**LISTED RECORDS**:
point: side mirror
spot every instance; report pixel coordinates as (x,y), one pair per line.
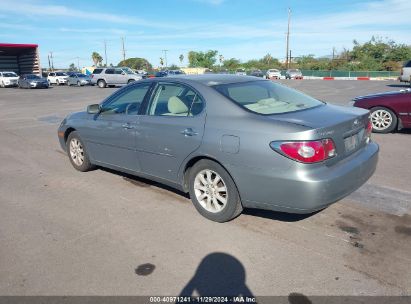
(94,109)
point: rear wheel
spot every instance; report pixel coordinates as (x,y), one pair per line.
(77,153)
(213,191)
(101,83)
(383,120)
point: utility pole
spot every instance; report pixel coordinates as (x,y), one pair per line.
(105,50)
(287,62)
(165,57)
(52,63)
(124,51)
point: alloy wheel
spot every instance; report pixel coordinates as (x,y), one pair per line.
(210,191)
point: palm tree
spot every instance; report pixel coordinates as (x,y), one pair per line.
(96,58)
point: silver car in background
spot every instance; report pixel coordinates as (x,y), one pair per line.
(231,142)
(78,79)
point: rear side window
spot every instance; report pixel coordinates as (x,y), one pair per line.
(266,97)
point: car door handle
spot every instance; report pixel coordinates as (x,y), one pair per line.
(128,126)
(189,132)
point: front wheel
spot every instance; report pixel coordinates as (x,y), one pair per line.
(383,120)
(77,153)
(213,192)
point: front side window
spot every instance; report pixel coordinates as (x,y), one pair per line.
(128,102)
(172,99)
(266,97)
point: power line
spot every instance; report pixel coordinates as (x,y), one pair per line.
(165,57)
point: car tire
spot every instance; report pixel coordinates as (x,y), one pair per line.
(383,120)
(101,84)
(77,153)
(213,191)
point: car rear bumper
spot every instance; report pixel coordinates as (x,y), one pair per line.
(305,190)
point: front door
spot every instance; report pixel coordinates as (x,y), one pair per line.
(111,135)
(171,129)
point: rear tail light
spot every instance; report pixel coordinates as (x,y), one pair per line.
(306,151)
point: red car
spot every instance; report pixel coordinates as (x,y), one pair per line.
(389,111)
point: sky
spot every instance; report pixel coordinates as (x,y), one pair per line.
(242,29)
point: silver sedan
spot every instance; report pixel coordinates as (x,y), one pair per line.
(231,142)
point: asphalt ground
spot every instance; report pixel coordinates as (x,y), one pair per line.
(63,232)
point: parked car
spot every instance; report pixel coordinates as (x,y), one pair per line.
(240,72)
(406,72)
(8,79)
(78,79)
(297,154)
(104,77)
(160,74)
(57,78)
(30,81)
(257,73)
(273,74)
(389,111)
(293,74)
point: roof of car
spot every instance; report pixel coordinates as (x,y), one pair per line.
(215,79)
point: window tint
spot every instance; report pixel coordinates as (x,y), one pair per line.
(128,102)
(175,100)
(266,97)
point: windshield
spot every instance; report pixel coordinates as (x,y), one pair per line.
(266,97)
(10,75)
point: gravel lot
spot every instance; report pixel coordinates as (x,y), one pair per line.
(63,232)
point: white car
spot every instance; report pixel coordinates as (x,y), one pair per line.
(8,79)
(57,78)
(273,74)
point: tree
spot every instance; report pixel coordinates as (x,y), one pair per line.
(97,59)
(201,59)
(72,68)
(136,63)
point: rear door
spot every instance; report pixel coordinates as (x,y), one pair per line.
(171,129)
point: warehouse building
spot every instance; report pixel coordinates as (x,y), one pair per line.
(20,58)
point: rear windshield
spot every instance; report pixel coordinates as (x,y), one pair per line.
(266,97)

--

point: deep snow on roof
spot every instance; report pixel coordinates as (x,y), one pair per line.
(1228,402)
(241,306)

**TASK DIRECTIONS**: In the records above, find the line with "point: side mirror". Print exactly from there through the line with "point: power line", minus the pictures.

**EXERCISE OUTPUT**:
point: side mirror
spot every instance; report pixel coordinates as (x,y), one pair per line.
(94,109)
point: rear wheel
spot every instance; report pixel coordinates as (x,y), one pair per line.
(77,153)
(213,191)
(101,83)
(383,120)
point: utility pole
spot every instance; report pixel coordinates as (x,y), one pair per line.
(105,50)
(287,62)
(165,57)
(52,63)
(124,51)
point: alloy wheel
spot every instance; report pixel coordinates as (x,y), one pair per line.
(210,191)
point: palm tree
spot every instance; report pixel coordinates as (x,y), one pair per line.
(96,58)
point: silver car in background
spot every instance; report pixel coordinates as (x,y), one pair per line.
(231,142)
(78,79)
point: rear side window
spot every instance; report pixel coordinates as (x,y), one pair per line.
(266,97)
point: car door handle
spot every instance; report pixel coordinates as (x,y), one pair per line.
(128,126)
(189,132)
point: front wheel
spot every instance; report pixel coordinates as (x,y), one pair per line.
(383,120)
(77,153)
(213,192)
point: front side window
spot every instance; report pixel coordinates as (x,y), one pair per line.
(128,102)
(172,99)
(266,97)
point: power line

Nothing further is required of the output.